[Start of section]

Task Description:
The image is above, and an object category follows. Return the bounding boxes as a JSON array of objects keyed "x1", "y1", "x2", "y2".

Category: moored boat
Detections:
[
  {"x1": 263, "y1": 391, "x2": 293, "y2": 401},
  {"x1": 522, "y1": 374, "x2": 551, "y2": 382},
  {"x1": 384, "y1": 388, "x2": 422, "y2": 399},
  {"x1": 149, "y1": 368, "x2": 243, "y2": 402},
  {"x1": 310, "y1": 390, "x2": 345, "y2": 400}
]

[End of section]

→ Task instructions:
Every entry, from top to bottom, should be repeated word for word.

→ Exercise answer:
Task Description:
The image is above, and an object category follows. Return the bounding boxes as a JSON array of objects keyed "x1", "y1", "x2", "y2".

Category: moored boat
Detections:
[
  {"x1": 263, "y1": 391, "x2": 293, "y2": 401},
  {"x1": 522, "y1": 374, "x2": 551, "y2": 382},
  {"x1": 384, "y1": 388, "x2": 422, "y2": 399},
  {"x1": 149, "y1": 368, "x2": 243, "y2": 402},
  {"x1": 310, "y1": 390, "x2": 345, "y2": 400}
]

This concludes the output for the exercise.